» TASK STATEMENT: Substitute "rocky ledge" for every occurrence of "jagged rock outcrop" in the entries below, and reproduce all other text unchanged.

» DATASET CONTENT:
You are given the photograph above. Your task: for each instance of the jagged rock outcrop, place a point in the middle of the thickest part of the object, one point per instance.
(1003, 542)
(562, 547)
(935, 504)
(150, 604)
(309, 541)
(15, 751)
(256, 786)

» THE OUTPUT:
You are given the photograph above. Your task: for each instance of the rocky ledge, place a point in the middle of the thickest part of the object, one point per instance.
(1003, 542)
(562, 547)
(935, 504)
(150, 604)
(309, 541)
(15, 751)
(256, 786)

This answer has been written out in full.